• _HOW TO COMPLETE THIS TASK_: Taking the entries below from the top, restate each line exactly and end with the line containing "Tag every instance of the tree".

• _Excerpts from a dataset_:
══════════

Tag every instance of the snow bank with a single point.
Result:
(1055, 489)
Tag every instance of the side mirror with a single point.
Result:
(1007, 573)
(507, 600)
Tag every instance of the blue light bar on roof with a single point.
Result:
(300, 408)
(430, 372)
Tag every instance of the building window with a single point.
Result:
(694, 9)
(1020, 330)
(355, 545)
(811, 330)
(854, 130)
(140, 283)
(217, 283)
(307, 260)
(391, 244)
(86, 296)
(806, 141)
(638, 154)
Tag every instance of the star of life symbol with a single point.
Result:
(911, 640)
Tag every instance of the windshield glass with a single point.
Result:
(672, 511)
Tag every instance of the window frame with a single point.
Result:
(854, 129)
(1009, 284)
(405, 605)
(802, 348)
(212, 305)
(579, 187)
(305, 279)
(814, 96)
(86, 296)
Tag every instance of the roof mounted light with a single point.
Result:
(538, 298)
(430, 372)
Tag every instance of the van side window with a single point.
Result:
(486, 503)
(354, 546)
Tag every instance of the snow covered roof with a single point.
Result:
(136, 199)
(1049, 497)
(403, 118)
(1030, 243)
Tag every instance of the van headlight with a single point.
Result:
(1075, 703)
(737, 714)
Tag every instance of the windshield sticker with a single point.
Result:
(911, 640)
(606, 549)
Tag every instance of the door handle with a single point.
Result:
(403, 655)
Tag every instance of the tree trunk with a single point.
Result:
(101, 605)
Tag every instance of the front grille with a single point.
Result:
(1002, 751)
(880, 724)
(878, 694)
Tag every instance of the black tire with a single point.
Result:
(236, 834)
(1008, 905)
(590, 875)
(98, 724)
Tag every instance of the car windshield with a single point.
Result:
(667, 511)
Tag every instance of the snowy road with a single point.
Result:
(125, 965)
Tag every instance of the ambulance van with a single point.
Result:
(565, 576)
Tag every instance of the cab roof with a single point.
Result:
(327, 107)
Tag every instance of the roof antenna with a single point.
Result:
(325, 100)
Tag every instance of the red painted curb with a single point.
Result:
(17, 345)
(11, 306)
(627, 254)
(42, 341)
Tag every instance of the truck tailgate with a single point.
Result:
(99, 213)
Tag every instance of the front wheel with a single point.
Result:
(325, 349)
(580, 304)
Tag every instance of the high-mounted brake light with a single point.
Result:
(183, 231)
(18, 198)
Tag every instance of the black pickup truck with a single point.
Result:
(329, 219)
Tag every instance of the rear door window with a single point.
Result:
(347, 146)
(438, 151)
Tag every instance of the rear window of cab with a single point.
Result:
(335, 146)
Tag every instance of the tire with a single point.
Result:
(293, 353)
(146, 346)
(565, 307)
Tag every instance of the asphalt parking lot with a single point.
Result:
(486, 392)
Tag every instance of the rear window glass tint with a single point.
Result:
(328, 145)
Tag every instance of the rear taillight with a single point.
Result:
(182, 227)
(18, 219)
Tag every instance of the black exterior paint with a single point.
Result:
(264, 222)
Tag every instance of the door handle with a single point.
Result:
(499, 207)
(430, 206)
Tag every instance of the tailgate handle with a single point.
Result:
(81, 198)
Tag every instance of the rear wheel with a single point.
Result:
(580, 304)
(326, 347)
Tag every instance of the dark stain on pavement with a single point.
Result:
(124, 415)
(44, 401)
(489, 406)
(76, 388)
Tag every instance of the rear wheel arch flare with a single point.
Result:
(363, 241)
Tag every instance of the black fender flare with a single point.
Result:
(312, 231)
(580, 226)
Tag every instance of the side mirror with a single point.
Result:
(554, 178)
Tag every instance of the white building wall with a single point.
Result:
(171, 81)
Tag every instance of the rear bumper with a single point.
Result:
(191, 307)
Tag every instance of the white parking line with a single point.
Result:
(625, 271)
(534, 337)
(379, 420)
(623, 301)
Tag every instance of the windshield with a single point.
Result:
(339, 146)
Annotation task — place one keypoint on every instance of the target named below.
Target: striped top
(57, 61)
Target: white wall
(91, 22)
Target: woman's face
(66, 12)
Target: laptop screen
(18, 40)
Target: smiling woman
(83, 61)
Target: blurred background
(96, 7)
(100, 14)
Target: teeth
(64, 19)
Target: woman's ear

══════════

• _WRITTEN ANSWER_:
Tag every instance of the snow bank with a single point.
Result:
(1055, 489)
Tag every instance of the side mirror with a single point.
Result:
(1007, 573)
(507, 600)
Tag every instance of the blue light bar on roof with a single point.
Result:
(300, 408)
(430, 372)
Tag every instance of the building window with a single point.
Result:
(694, 9)
(1020, 330)
(355, 545)
(811, 330)
(854, 130)
(140, 283)
(217, 283)
(307, 260)
(391, 244)
(86, 296)
(806, 141)
(638, 154)
Tag every instance of the star of life symbol with a single point.
Result:
(911, 640)
Tag every instance of the windshield glass with a single point.
Result:
(672, 511)
Tag every instance of the window frame with a single point.
Result:
(854, 129)
(1009, 284)
(405, 605)
(802, 348)
(212, 305)
(579, 187)
(305, 279)
(814, 96)
(86, 296)
Tag every instance of the roof mounted light with a single point.
Result:
(538, 298)
(430, 372)
Tag every instance of the van side window with a single point.
Result:
(486, 503)
(354, 546)
Tag every instance of the snow covered roof with a single point.
Result:
(136, 199)
(1049, 497)
(403, 118)
(1030, 243)
Tag every instance of the van headlight with a single point.
Result:
(1075, 703)
(737, 714)
Tag every instance of the windshield sticker with a single point.
Result:
(911, 640)
(606, 549)
Tag every instance of the door handle with a single point.
Result:
(403, 655)
Tag every instance of the tree trunk with a single point.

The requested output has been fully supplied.